## [Your goal]
Every line must be returned precisely as it is written.
----
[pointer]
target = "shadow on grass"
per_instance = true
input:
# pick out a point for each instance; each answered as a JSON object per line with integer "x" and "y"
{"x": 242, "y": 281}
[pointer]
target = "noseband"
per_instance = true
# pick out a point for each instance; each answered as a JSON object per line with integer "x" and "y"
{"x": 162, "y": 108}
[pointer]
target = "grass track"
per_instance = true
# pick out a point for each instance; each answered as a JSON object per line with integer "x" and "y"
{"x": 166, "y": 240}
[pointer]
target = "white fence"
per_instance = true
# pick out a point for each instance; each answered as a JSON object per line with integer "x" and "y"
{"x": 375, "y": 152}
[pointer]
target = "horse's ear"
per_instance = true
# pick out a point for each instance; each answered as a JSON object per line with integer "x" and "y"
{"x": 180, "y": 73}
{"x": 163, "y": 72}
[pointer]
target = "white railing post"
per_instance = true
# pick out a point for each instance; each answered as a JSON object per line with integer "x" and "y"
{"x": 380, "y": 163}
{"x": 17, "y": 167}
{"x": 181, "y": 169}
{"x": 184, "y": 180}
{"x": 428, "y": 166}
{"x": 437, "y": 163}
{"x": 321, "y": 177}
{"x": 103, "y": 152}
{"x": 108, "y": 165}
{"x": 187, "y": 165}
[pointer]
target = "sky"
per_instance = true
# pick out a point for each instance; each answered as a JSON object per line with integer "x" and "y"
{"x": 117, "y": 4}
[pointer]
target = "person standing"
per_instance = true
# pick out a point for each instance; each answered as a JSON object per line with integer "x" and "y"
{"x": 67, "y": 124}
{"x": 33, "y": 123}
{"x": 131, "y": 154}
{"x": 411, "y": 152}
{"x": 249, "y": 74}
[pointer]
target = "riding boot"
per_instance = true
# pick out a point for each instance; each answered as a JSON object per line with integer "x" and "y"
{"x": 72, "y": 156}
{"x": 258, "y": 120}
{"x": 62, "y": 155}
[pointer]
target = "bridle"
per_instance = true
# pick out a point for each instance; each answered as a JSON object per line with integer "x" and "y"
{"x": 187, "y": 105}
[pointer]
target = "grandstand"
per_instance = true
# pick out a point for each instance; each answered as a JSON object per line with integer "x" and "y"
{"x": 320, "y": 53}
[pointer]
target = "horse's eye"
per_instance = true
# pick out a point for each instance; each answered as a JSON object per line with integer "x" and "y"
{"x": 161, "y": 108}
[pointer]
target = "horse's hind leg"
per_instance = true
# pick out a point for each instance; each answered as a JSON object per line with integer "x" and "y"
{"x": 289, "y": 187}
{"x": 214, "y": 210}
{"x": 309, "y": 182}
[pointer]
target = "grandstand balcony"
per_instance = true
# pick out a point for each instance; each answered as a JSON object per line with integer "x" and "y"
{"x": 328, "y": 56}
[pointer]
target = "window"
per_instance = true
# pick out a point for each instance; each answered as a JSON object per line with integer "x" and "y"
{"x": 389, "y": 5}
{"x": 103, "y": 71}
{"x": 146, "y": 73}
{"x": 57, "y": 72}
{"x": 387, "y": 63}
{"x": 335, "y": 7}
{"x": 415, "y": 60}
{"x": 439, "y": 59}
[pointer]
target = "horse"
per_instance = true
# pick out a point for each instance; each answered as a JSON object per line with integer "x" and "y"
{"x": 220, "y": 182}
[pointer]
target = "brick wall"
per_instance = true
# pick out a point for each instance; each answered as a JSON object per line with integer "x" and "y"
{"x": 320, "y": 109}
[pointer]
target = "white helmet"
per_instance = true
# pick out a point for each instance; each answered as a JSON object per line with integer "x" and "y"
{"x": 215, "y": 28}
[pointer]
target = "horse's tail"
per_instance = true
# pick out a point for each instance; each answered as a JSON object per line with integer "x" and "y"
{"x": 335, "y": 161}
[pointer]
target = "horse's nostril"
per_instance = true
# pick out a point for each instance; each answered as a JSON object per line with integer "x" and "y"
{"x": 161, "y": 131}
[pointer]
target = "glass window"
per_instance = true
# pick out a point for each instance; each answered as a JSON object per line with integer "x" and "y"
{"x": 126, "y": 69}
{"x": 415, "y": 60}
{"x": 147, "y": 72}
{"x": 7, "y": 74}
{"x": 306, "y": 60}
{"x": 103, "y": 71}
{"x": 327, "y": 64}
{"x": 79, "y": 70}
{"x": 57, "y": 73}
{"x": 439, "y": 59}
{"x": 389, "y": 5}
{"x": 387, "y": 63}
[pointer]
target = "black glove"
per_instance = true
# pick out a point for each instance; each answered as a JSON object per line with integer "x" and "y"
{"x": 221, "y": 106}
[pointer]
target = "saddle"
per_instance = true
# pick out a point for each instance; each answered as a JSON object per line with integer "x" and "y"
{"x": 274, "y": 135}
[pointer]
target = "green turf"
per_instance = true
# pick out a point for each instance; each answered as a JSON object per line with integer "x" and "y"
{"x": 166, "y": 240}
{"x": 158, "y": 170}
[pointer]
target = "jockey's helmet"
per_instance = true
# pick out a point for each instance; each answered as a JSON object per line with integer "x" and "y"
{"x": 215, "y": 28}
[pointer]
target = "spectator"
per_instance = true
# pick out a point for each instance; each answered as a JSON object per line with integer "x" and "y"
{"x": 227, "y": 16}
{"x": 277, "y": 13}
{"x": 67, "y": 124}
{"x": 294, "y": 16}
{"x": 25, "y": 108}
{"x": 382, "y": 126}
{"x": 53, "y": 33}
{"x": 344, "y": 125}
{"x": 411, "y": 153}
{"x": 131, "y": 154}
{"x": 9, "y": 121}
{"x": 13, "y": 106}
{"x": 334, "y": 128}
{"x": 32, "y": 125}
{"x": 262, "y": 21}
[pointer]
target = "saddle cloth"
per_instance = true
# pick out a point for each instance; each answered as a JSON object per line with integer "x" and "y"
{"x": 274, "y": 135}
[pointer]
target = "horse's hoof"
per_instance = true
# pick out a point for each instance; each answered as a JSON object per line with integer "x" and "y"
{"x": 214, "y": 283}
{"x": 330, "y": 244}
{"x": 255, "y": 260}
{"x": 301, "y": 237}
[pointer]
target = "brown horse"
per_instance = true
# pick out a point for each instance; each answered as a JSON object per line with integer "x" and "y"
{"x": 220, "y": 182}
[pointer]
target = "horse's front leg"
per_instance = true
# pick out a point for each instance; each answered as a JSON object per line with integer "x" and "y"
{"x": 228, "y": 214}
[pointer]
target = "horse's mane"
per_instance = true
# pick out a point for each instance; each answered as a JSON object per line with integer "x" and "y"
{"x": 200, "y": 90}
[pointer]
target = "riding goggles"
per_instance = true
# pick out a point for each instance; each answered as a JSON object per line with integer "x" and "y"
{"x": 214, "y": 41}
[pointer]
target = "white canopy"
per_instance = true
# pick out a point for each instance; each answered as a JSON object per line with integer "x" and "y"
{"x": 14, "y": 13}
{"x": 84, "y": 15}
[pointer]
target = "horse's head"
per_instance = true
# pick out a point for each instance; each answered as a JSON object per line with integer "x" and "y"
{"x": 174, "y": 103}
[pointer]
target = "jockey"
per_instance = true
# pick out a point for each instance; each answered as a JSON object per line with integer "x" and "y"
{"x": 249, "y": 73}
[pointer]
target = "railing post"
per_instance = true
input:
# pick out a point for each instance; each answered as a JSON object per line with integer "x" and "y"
----
## [Completed exercise]
[pointer]
target = "shadow on grass"
per_instance = true
input:
# pick out a point for each instance; each answered as a JSON object per line with integer "x" and "y"
{"x": 242, "y": 281}
[pointer]
target = "noseband"
per_instance = true
# pick out a point for each instance; each answered as a JSON object per line with integer "x" and "y"
{"x": 162, "y": 108}
[pointer]
target = "grass track"
per_instance = true
# pick out a point for each instance; each answered as a JSON object per line with integer "x" and "y"
{"x": 166, "y": 240}
[pointer]
target = "white fence"
per_instance = true
# pick out a point for each instance; each answered as a JSON object per line with integer "x" and "y"
{"x": 375, "y": 152}
[pointer]
target = "horse's ear"
per_instance = true
# pick out a point for each instance; each answered as a JSON object per line with integer "x" and "y"
{"x": 180, "y": 73}
{"x": 163, "y": 72}
[pointer]
target = "white railing post"
per_instance = true
# pick out a point for each instance; each answered as a JSON object per line with integer "x" and "y"
{"x": 380, "y": 163}
{"x": 17, "y": 167}
{"x": 181, "y": 169}
{"x": 184, "y": 180}
{"x": 428, "y": 166}
{"x": 437, "y": 163}
{"x": 321, "y": 177}
{"x": 103, "y": 152}
{"x": 108, "y": 165}
{"x": 187, "y": 165}
[pointer]
target = "sky"
per_instance = true
# pick out a point for each instance; each answered as a JSON object per line with integer "x" and "y"
{"x": 117, "y": 4}
[pointer]
target = "person standing"
per_instance = true
# pick out a point for each instance; each answered as a JSON object per line with integer "x" and "y"
{"x": 67, "y": 124}
{"x": 33, "y": 123}
{"x": 131, "y": 154}
{"x": 411, "y": 152}
{"x": 249, "y": 74}
[pointer]
target = "riding boot"
per_instance = true
# pick out a point for each instance; each answered as a JSON object per line with integer "x" and "y"
{"x": 72, "y": 156}
{"x": 258, "y": 120}
{"x": 62, "y": 155}
[pointer]
target = "bridle"
per_instance = true
# pick out a point for each instance; each answered as a JSON object per line with integer "x" and "y"
{"x": 187, "y": 105}
[pointer]
target = "grandstand"
per_instance = true
# pick out a point for each instance; each answered as a JSON object per line with integer "x" and "y"
{"x": 320, "y": 53}
[pointer]
target = "horse's eye"
per_instance = true
# pick out a point for each instance; each answered as a JSON object per line with integer "x" and "y"
{"x": 161, "y": 108}
[pointer]
target = "horse's hind leg"
per_instance = true
# pick out a point for each instance; each answered as a JSON object per line with integer "x" and "y"
{"x": 289, "y": 187}
{"x": 214, "y": 210}
{"x": 309, "y": 182}
[pointer]
target = "grandstand balcony"
per_instance = true
# pick out a point for each instance; each answered as a JSON object per line with integer "x" and "y"
{"x": 328, "y": 56}
[pointer]
target = "window"
per_instance = true
# pick out a point for each instance; each answered as a JSON object per line with integer "x" and "y"
{"x": 389, "y": 5}
{"x": 103, "y": 71}
{"x": 146, "y": 73}
{"x": 57, "y": 72}
{"x": 387, "y": 63}
{"x": 335, "y": 7}
{"x": 415, "y": 60}
{"x": 439, "y": 59}
[pointer]
target = "horse"
per_instance = true
# pick out a point for each instance; each answered as a JSON object per line with integer "x" and "y"
{"x": 220, "y": 182}
[pointer]
target = "brick wall"
per_instance = true
# pick out a point for each instance; each answered as a JSON object per line with integer "x" and "y"
{"x": 320, "y": 109}
[pointer]
target = "white helmet"
per_instance = true
# pick out a point for each instance; each answered as a JSON object per line with integer "x" and "y"
{"x": 215, "y": 28}
[pointer]
target = "horse's tail"
per_instance = true
# pick out a point for each instance; each answered as a JSON object per line with integer "x" and "y"
{"x": 335, "y": 161}
[pointer]
target = "horse's nostril"
per_instance = true
# pick out a point for each instance; each answered as a JSON object per line with integer "x" and "y"
{"x": 161, "y": 131}
[pointer]
target = "glass window"
per_instance = true
# pick out a point for each instance; each answered as a JSON object per line with integer "x" and "y"
{"x": 126, "y": 69}
{"x": 415, "y": 60}
{"x": 147, "y": 72}
{"x": 7, "y": 74}
{"x": 306, "y": 60}
{"x": 103, "y": 71}
{"x": 327, "y": 64}
{"x": 79, "y": 70}
{"x": 57, "y": 73}
{"x": 439, "y": 59}
{"x": 389, "y": 5}
{"x": 387, "y": 63}
[pointer]
target = "black glove"
per_instance = true
# pick out a point for each instance; each answered as a JSON object per line with integer "x" and "y"
{"x": 221, "y": 106}
[pointer]
target = "saddle"
per_instance = true
# pick out a point for each instance; each answered as a JSON object per line with integer "x" and "y"
{"x": 274, "y": 135}
[pointer]
target = "green turf"
per_instance = true
# pick out a point for each instance; each answered as a JSON object per line with integer "x" and "y"
{"x": 166, "y": 240}
{"x": 158, "y": 170}
[pointer]
target = "jockey's helmet"
per_instance = true
# pick out a point for each instance; each answered as a JSON object per line with integer "x" and "y"
{"x": 215, "y": 28}
[pointer]
target = "spectator"
per_instance = true
# pick out a point for each instance; each answered as a JSON object per line with integer "x" and "y"
{"x": 227, "y": 16}
{"x": 277, "y": 13}
{"x": 67, "y": 124}
{"x": 294, "y": 16}
{"x": 25, "y": 108}
{"x": 382, "y": 126}
{"x": 53, "y": 33}
{"x": 344, "y": 125}
{"x": 411, "y": 153}
{"x": 131, "y": 154}
{"x": 9, "y": 121}
{"x": 13, "y": 106}
{"x": 334, "y": 128}
{"x": 32, "y": 125}
{"x": 262, "y": 21}
[pointer]
target = "saddle cloth"
per_instance = true
# pick out a point for each instance; each answered as a JSON object per line with integer "x" and "y"
{"x": 274, "y": 135}
[pointer]
target = "horse's hoof"
per_instance = true
# pick out a point for each instance; each answered as a JSON object per line with integer "x" and "y"
{"x": 214, "y": 283}
{"x": 330, "y": 244}
{"x": 255, "y": 260}
{"x": 301, "y": 237}
[pointer]
target = "brown horse"
per_instance = true
# pick out a point for each instance; each answered as a JSON object per line with integer "x" and "y"
{"x": 220, "y": 182}
[pointer]
target = "horse's front leg"
per_instance = true
# pick out a point for each instance; each answered as a JSON object per line with integer "x" and "y"
{"x": 228, "y": 214}
[pointer]
target = "horse's mane"
per_instance = true
# pick out a point for each instance; each answered as a JSON object per line with integer "x" and "y"
{"x": 200, "y": 90}
[pointer]
target = "riding goggles"
per_instance = true
# pick out a point for each instance; each answered as a JSON object per line with integer "x" and "y"
{"x": 214, "y": 41}
[pointer]
target = "white canopy"
per_instance = true
# pick out a point for each instance; each answered as a JSON object per line with integer "x" and "y"
{"x": 14, "y": 13}
{"x": 84, "y": 15}
[pointer]
target = "horse's head"
per_instance = true
# pick out a point for each instance; each answered as a JSON object per line with integer "x" and "y"
{"x": 174, "y": 103}
[pointer]
target = "jockey"
per_instance = true
# pick out a point for each instance; each answered as a JSON object per line with integer "x" and "y"
{"x": 249, "y": 73}
[pointer]
target = "railing post"
per_instance = true
input:
# pick out a point for each instance; each answered as a JSON object per line with integer "x" and "y"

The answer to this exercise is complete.